> **Challenge A**: Reproduce the forum thread from "## rockskate4x (Nov" to "can find these.".
> **Challenge B**: According to the forum thread, why does pondman now carry the cat?

> **Quoted passage**:
"""

And yeah, Teak Oil has a colour to it.

Also get well soon to the kitteh I hope.


----------



## rockskate4x (Nov 8, 2013)

jarnozz said:


> Are you making a mayones like bridge with wilkinson like saddles because thats exactly what I had in mind for my next one wich will be a multiscale xD
> 
> What metal do you use for the bridge?
> Actually, how do you make this! Ahah



I would also be very interested in more information about your plans for the bridge. Also, where are you getting your wilky saddles? Short of getting the replacements by graphtech, i don't know where i can find these.


----------



## pondman (Nov 8, 2013)

Jason Spell said:


> Subscribed. How's the cat?


He's wobbling about so I just carry him in there now and plonk him on his favorite dirty sheet where he can see what i'm doing 



jarnozz said:


> Are you making a mayones like bridge with wilkinson like saddles because thats exactly what I had in mind for my next one wich will be a multiscale xD
> 
> What metal do you use for the bridge?

"""

> **Recorded information**:
"""

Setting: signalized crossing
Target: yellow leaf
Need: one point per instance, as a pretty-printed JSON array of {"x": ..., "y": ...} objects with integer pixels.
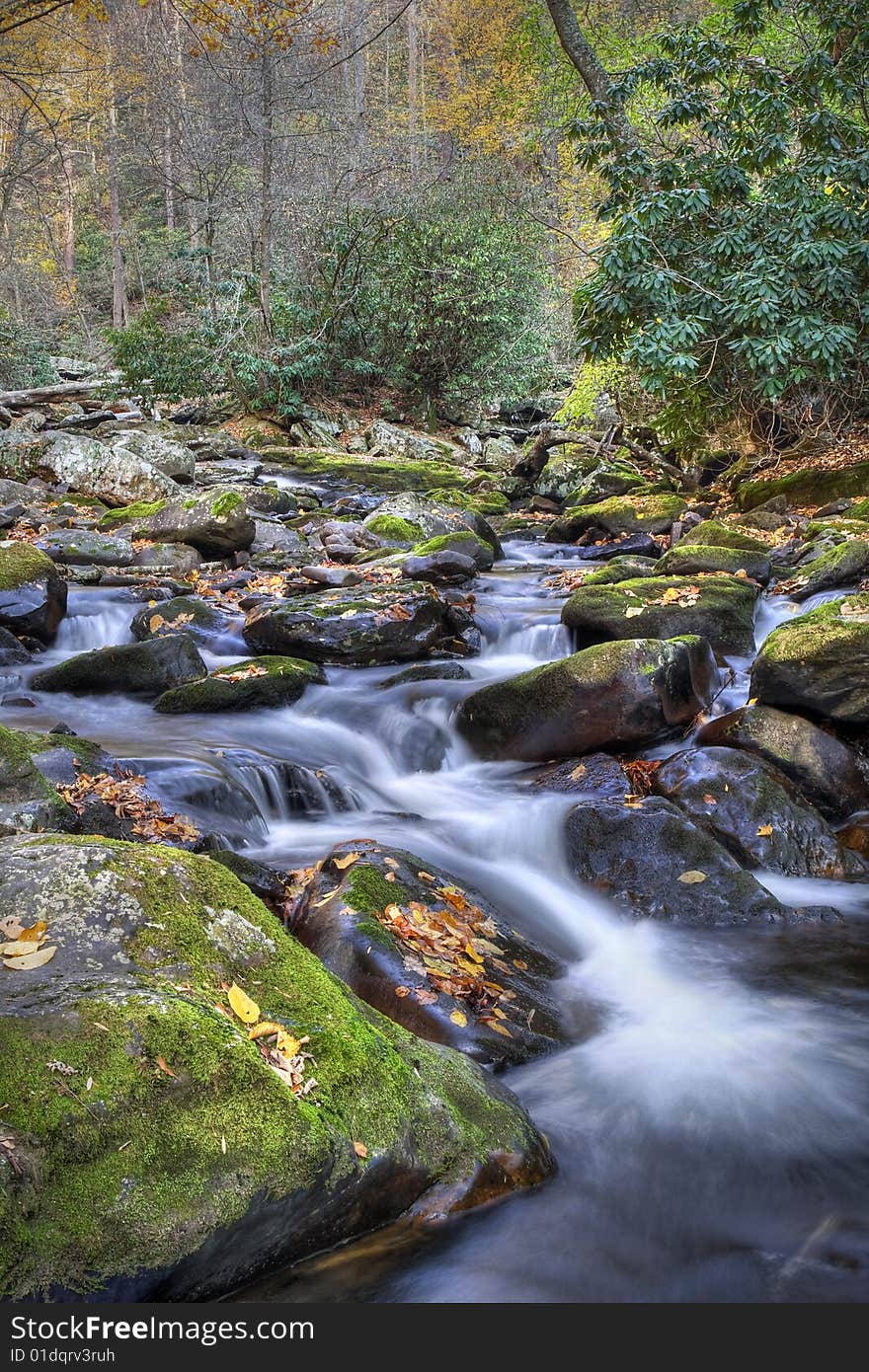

"""

> **Correct output A**:
## rockskate4x (Nov 8, 2013)

jarnozz said:


> Are you making a mayones like bridge with wilkinson like saddles because thats exactly what I had in mind for my next one wich will be a multiscale xD
> 
> What metal do you use for the bridge?
> Actually, how do you make this! Ahah



I would also be very interested in more information about your plans for the bridge. Also, where are you getting your wilky saddles? Short of getting the replacements by graphtech, i don't know where i can find these.

> **Correct output B**: The cat is wobbling about, so pondman now carries him in. Pondman then sets him on his favorite dirty sheet, where he can see what pondman is doing.